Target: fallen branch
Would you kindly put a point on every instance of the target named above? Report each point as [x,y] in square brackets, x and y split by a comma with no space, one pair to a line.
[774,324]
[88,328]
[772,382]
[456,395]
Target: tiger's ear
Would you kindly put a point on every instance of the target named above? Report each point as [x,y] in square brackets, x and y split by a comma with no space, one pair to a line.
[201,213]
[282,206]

---

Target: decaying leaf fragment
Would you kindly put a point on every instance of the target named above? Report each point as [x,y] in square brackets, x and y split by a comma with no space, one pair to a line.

◆ What to work on ◆
Output the lines above exactly, but only those between the line holding "Target: fallen branch" and the line holding "Target: tiger's ear", inclusive.

◆ Response below ◆
Target: fallen branch
Would you kindly put a point on every instance of the target named above? Report each point as [x,y] in square brackets, x and y split by a comma with no space, one pair to a line.
[774,324]
[88,328]
[772,382]
[456,395]
Target: tiger's ear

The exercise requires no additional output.